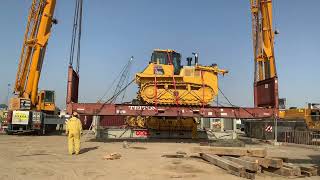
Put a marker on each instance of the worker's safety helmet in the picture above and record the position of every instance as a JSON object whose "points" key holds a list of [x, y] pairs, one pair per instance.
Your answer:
{"points": [[75, 114]]}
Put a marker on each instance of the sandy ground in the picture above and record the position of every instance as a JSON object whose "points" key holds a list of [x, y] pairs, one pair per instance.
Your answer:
{"points": [[45, 157]]}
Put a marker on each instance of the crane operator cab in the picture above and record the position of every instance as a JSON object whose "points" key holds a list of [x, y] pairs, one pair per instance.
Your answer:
{"points": [[167, 57], [46, 101]]}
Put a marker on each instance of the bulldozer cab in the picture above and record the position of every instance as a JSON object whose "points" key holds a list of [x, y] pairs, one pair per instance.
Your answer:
{"points": [[167, 57]]}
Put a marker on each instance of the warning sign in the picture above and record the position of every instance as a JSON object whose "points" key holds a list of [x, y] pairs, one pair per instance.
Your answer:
{"points": [[20, 117], [268, 128]]}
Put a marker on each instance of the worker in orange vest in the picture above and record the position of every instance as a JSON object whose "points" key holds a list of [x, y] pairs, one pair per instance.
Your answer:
{"points": [[74, 131]]}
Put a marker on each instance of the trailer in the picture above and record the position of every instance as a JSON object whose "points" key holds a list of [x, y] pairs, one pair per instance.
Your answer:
{"points": [[33, 122]]}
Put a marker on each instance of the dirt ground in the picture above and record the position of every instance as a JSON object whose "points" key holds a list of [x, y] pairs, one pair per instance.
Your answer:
{"points": [[45, 157]]}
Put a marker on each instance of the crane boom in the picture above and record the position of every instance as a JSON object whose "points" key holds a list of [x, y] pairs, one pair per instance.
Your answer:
{"points": [[265, 77], [36, 38]]}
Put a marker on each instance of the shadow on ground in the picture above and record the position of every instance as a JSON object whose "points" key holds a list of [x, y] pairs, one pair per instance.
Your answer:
{"points": [[85, 150]]}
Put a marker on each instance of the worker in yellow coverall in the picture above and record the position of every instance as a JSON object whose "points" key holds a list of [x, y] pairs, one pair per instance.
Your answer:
{"points": [[74, 131]]}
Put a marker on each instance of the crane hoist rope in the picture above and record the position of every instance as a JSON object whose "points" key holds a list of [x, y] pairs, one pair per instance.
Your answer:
{"points": [[75, 50]]}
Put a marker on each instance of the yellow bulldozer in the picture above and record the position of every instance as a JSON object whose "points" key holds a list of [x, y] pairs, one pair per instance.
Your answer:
{"points": [[166, 82]]}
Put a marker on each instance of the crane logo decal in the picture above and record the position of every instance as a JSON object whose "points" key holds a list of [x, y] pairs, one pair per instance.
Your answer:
{"points": [[148, 108]]}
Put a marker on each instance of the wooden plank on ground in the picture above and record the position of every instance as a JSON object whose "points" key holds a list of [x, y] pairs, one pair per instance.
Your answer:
{"points": [[309, 169], [249, 165], [265, 162], [296, 170], [223, 163], [231, 167], [283, 171], [231, 151]]}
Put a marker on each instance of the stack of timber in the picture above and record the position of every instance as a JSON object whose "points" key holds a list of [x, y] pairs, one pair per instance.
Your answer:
{"points": [[247, 162]]}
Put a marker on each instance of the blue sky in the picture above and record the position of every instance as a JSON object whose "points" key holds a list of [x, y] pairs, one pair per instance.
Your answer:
{"points": [[220, 30]]}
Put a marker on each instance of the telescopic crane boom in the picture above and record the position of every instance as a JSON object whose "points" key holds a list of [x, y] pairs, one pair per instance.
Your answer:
{"points": [[265, 78], [36, 38]]}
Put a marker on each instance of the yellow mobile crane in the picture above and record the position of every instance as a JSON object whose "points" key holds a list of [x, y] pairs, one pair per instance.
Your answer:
{"points": [[28, 100]]}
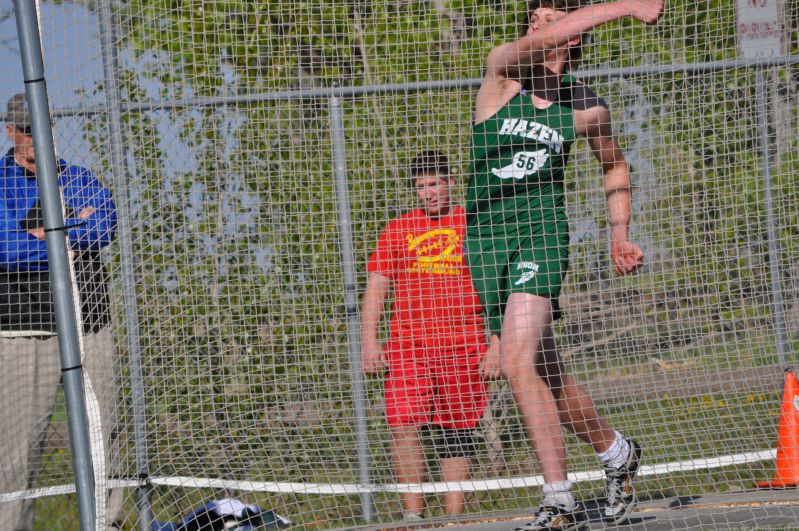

###

▶ **Exercise**
Return only the lines of the records in which the string "worker" appears.

▶ **Response to the exercise**
Put a marker on each instance of the worker's safety helmet in the picture above and record the position of every instance as a JSON object whose "points" key holds a list of [x, y] pairs, one pair per instance.
Put a marker on each instance of the worker in orange vest in the picture above and record the position of every instance as a JSON object whose "points" key holds a list of [x, y] pairs, one pair per instance.
Put a marker on each instance of the worker in yellow coverall in the picture above and record the position of every instance as a JSON object whose "points" key holds a list of [x, y] pairs, one pair per instance.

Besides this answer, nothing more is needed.